# START OF Provided records

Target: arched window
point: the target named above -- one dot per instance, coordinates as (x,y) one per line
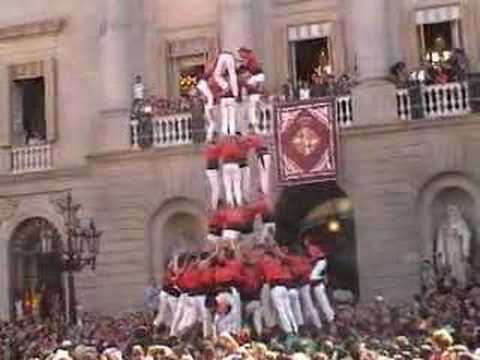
(36,269)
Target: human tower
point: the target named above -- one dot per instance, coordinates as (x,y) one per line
(241,275)
(236,84)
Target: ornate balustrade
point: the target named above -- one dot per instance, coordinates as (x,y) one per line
(176,129)
(164,131)
(31,158)
(451,99)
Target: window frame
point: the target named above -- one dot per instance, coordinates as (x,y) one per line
(34,68)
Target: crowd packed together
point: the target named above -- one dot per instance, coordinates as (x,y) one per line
(251,303)
(456,68)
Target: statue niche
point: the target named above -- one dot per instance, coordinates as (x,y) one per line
(453,246)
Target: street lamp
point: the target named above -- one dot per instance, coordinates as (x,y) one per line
(83,246)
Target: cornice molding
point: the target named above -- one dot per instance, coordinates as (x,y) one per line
(44,27)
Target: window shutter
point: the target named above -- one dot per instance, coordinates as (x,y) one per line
(5,119)
(50,75)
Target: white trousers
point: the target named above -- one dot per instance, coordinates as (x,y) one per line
(294,297)
(214,183)
(264,167)
(253,110)
(246,182)
(268,311)
(226,63)
(232,322)
(268,233)
(320,292)
(232,181)
(283,308)
(184,317)
(309,310)
(166,309)
(254,310)
(190,310)
(207,92)
(228,115)
(209,106)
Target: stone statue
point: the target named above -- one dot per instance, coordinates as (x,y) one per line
(453,244)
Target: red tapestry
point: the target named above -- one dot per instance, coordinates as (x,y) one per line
(306,142)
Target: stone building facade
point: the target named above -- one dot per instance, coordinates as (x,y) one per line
(398,172)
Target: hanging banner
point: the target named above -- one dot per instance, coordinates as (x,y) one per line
(306,142)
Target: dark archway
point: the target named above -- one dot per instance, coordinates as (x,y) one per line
(36,269)
(325,210)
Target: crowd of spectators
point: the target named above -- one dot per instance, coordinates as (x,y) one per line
(456,68)
(443,322)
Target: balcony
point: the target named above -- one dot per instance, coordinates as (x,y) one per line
(177,128)
(31,158)
(434,101)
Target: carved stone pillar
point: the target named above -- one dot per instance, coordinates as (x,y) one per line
(374,100)
(112,130)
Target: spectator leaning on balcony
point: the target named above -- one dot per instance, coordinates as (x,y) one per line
(400,74)
(460,65)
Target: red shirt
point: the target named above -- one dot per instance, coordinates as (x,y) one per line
(301,266)
(238,217)
(168,279)
(256,142)
(206,277)
(216,221)
(251,63)
(274,271)
(228,273)
(232,151)
(251,281)
(315,251)
(213,152)
(188,280)
(263,206)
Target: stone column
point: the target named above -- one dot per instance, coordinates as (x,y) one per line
(112,129)
(236,24)
(374,100)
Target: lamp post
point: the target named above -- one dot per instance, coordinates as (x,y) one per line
(82,248)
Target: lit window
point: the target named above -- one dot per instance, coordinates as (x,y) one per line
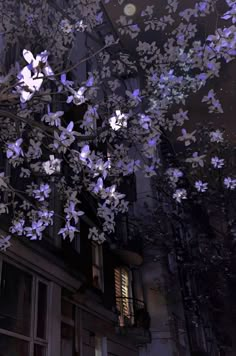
(100,346)
(124,302)
(97,266)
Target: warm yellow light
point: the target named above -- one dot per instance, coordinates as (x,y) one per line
(129,9)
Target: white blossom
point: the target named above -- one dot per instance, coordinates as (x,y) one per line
(180,194)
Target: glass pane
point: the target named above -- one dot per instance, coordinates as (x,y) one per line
(15,299)
(67,309)
(10,346)
(67,340)
(39,350)
(42,310)
(98,346)
(97,280)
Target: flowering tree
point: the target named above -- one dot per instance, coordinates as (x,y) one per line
(92,152)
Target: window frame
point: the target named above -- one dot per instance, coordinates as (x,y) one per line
(128,299)
(97,251)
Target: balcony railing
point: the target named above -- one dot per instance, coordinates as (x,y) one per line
(133,319)
(132,313)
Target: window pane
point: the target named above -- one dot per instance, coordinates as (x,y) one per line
(39,350)
(42,310)
(10,346)
(98,346)
(67,340)
(15,299)
(97,280)
(67,309)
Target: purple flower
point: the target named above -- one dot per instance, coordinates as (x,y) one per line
(14,150)
(42,192)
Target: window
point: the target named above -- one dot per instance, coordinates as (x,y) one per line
(23,312)
(124,303)
(97,266)
(100,346)
(67,328)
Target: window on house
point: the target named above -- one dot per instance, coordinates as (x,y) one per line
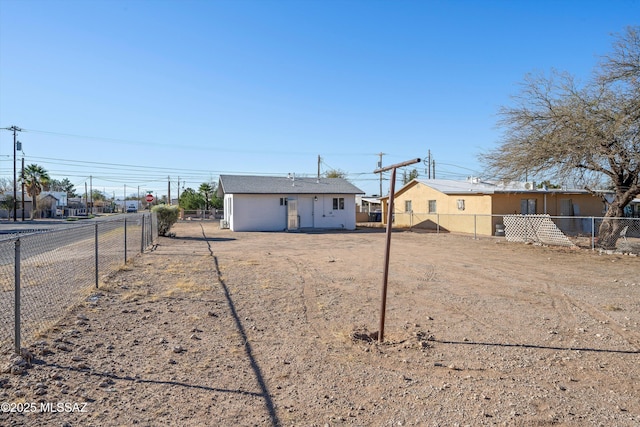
(528,206)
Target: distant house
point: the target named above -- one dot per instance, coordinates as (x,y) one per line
(260,203)
(453,204)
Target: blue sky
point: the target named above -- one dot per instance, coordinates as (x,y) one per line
(129,93)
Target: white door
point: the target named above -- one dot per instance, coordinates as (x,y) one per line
(292,214)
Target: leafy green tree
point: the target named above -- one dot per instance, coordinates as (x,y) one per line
(581,133)
(62,185)
(35,178)
(167,216)
(191,200)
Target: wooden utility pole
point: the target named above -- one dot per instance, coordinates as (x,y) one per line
(169,190)
(385,280)
(380,167)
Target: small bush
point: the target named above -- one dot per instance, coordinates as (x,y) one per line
(167,216)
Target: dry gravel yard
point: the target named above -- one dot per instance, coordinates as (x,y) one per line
(256,329)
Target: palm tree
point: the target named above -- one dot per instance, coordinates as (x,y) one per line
(35,178)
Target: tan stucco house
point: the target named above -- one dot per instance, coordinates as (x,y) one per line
(476,206)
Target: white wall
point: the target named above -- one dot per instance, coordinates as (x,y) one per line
(264,212)
(255,213)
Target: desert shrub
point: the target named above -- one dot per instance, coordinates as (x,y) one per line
(167,216)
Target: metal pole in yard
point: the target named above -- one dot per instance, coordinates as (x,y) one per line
(142,236)
(96,255)
(125,240)
(475,227)
(17,297)
(385,279)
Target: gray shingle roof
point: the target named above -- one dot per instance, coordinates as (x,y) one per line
(247,184)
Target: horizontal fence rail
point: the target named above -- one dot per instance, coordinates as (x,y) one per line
(615,234)
(43,274)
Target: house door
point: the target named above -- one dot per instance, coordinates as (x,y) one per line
(292,214)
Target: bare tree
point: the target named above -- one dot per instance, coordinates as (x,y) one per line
(586,133)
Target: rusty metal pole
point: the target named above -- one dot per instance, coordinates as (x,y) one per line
(385,280)
(387,253)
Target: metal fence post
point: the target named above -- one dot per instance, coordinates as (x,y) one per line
(96,255)
(475,226)
(17,297)
(125,240)
(142,236)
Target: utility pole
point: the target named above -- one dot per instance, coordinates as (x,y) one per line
(22,175)
(15,129)
(380,169)
(389,218)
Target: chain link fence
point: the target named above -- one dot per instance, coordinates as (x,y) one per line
(614,234)
(44,274)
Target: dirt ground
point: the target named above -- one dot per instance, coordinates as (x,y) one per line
(220,328)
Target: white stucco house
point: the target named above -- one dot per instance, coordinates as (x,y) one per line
(264,203)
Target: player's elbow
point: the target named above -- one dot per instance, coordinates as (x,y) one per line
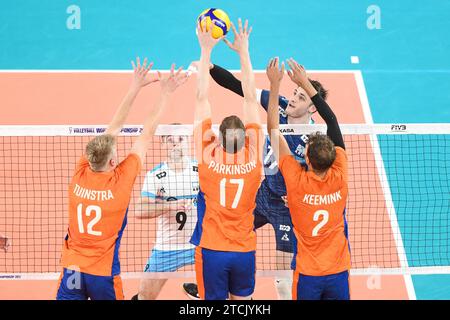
(251,97)
(201,96)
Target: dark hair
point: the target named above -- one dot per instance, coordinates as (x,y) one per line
(321,152)
(323,93)
(238,140)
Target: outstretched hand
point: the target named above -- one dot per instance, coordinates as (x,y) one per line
(170,82)
(273,71)
(205,38)
(240,43)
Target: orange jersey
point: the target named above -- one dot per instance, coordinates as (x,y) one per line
(98,205)
(317,209)
(228,187)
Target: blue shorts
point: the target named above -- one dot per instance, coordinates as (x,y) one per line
(271,209)
(169,260)
(74,285)
(220,273)
(331,287)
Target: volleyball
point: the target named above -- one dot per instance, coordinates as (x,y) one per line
(217,19)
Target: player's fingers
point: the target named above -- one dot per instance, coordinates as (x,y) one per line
(178,71)
(149,67)
(228,43)
(138,63)
(144,65)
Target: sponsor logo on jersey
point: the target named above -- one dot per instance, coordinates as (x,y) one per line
(285,237)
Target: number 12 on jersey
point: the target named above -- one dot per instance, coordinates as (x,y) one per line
(237,197)
(93,222)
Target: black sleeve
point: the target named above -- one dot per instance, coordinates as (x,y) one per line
(333,130)
(225,78)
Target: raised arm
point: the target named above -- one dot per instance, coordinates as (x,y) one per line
(149,208)
(240,45)
(202,106)
(169,84)
(141,78)
(277,140)
(298,75)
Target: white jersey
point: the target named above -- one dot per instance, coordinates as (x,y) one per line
(173,229)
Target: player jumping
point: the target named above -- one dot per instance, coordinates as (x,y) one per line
(270,200)
(170,194)
(230,174)
(317,197)
(99,194)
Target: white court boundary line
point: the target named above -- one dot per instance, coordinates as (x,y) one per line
(257,71)
(385,186)
(261,273)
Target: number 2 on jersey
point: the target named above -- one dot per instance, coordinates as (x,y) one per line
(324,221)
(93,222)
(237,197)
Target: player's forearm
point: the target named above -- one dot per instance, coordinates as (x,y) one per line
(152,120)
(333,130)
(203,75)
(248,78)
(202,107)
(122,112)
(272,111)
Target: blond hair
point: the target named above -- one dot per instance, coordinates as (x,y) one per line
(99,150)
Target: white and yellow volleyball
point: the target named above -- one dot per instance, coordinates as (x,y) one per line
(217,19)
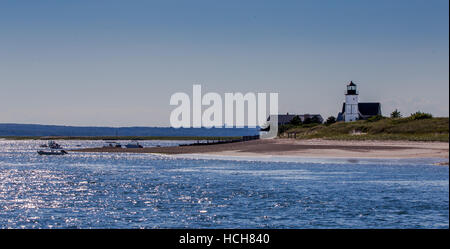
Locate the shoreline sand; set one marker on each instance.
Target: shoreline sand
(303, 148)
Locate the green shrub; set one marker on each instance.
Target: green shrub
(330, 120)
(420, 115)
(375, 118)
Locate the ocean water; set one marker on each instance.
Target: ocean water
(100, 190)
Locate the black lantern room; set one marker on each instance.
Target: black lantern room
(351, 89)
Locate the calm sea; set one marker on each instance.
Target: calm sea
(96, 190)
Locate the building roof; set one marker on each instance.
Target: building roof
(286, 118)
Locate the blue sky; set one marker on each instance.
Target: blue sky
(117, 63)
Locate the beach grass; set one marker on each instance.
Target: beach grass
(432, 129)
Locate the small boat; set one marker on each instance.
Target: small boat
(52, 152)
(112, 144)
(51, 144)
(133, 144)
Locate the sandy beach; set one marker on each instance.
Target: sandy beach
(304, 148)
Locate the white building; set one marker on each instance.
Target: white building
(353, 110)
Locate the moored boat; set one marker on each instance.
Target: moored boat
(133, 144)
(52, 152)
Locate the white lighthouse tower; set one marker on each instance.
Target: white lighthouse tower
(351, 103)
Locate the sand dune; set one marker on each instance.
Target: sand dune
(305, 148)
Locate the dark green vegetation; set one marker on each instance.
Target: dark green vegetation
(120, 138)
(418, 127)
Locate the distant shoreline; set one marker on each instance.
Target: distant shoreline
(303, 148)
(119, 137)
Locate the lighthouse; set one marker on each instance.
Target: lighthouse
(351, 112)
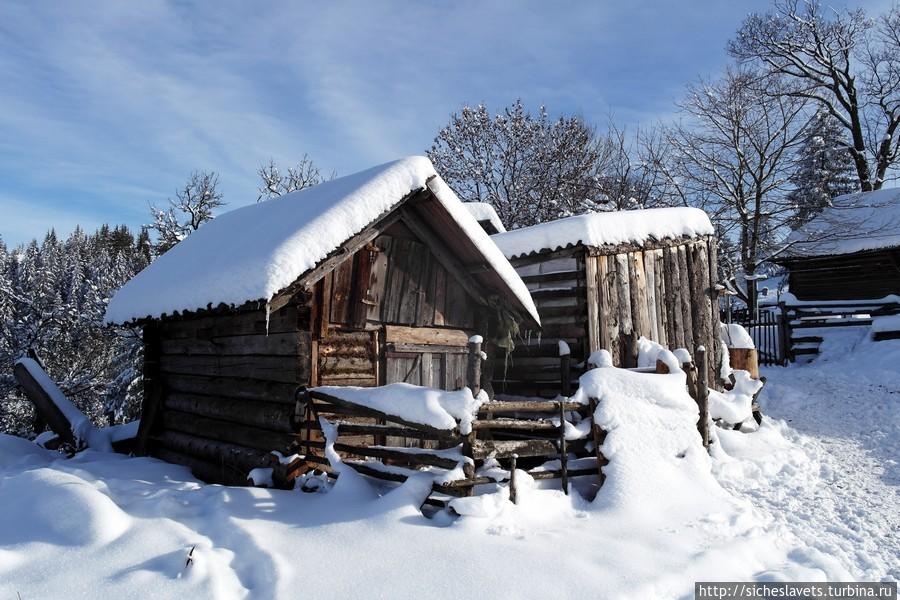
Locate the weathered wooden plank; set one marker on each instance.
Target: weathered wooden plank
(673, 299)
(212, 473)
(339, 403)
(650, 274)
(515, 424)
(266, 415)
(506, 406)
(282, 344)
(482, 449)
(614, 318)
(684, 267)
(639, 307)
(341, 291)
(208, 327)
(224, 431)
(415, 264)
(238, 458)
(425, 335)
(661, 310)
(379, 277)
(268, 368)
(397, 456)
(250, 389)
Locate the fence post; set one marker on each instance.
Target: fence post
(563, 451)
(473, 366)
(702, 394)
(565, 373)
(784, 329)
(513, 492)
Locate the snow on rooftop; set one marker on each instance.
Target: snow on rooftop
(606, 228)
(253, 252)
(853, 223)
(482, 211)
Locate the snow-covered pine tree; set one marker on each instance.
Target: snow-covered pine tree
(824, 168)
(53, 297)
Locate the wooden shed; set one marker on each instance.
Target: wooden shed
(366, 280)
(604, 280)
(850, 251)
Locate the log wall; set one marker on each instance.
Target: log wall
(860, 276)
(608, 298)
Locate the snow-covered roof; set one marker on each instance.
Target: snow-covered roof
(482, 211)
(252, 253)
(606, 229)
(853, 223)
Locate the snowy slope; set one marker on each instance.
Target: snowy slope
(607, 228)
(253, 252)
(855, 222)
(812, 500)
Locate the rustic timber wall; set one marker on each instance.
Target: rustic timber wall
(595, 298)
(224, 390)
(859, 276)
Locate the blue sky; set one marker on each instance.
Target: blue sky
(107, 107)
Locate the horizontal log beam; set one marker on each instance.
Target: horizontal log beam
(340, 403)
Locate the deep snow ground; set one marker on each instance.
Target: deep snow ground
(833, 479)
(812, 498)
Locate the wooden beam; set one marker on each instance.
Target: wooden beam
(425, 335)
(442, 253)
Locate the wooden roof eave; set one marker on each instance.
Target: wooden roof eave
(786, 261)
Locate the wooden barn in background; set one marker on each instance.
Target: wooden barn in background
(393, 299)
(850, 251)
(603, 280)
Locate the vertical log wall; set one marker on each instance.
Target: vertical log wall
(608, 298)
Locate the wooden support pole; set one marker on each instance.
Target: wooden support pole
(563, 451)
(702, 394)
(513, 492)
(565, 373)
(473, 366)
(599, 436)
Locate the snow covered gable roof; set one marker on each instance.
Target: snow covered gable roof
(853, 223)
(254, 252)
(606, 229)
(484, 213)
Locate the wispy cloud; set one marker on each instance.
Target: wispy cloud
(106, 106)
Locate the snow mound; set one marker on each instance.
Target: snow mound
(649, 352)
(606, 229)
(441, 409)
(736, 405)
(657, 463)
(74, 514)
(253, 252)
(735, 336)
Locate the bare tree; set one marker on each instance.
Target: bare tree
(529, 167)
(275, 183)
(193, 205)
(733, 157)
(843, 61)
(636, 173)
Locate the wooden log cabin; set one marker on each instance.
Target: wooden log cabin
(366, 280)
(850, 251)
(602, 281)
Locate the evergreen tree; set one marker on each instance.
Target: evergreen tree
(824, 169)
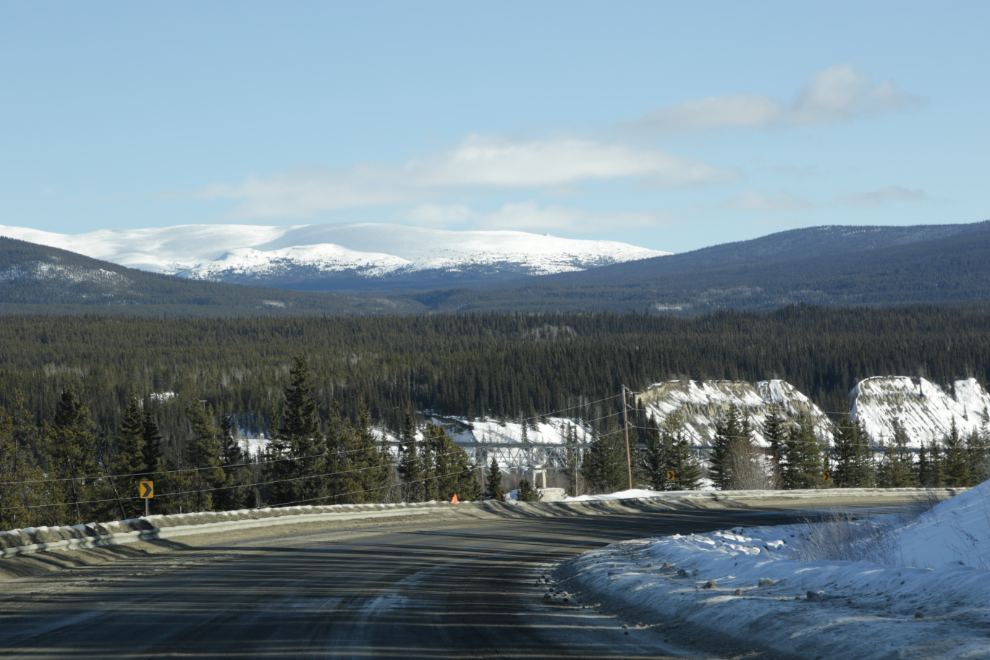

# END OF Provided records

Count the lines in the records above that contain the string "calm" with matching case, and reply with only that number.

- **Correct response**
2